:: Dataset extract

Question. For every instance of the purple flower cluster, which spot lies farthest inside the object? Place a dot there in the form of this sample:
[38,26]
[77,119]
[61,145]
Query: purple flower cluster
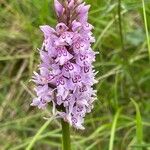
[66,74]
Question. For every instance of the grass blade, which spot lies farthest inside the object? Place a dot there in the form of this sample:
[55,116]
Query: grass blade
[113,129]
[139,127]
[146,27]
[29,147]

::::
:: Dataset extract

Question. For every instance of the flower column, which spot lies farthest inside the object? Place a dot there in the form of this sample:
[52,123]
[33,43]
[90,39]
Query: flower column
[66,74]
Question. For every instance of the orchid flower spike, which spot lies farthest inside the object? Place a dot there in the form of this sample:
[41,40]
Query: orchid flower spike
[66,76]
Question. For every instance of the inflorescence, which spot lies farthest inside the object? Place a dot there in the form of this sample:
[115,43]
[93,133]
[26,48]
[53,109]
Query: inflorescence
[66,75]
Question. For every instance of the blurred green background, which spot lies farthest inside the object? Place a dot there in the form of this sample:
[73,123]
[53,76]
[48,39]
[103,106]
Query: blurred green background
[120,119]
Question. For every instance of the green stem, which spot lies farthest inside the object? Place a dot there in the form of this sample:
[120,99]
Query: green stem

::::

Prompt:
Copy every line of the data where "Place" is found.

Result for this exercise:
Question. For every instance of the purple flower cluster, which spot lies farthest inside the object? Place a dot there in the form of this sample:
Question. For every instance of the grass blade, which spot lies farthest inside the object? Place a dot there in the form of this sample:
Question. For every instance of the flower column, which spot lies farthest inside the object? Place a dot there in the form of this sample:
Question. For every instance of the orchid flower spike, which spot lies farthest inside the object? Place a dot there in the form of this sample:
Question. For every instance of the inflorescence, which spot lies farthest inside the object? Place a dot there in the form of this sample:
Question. For every instance of the blurred green background, which spot lies farthest inside the object? Place a dot there in the form of this sample:
Question. For every instance of the green stem, which spot lies farthest inside the object? Place a dot there in the form of this sample:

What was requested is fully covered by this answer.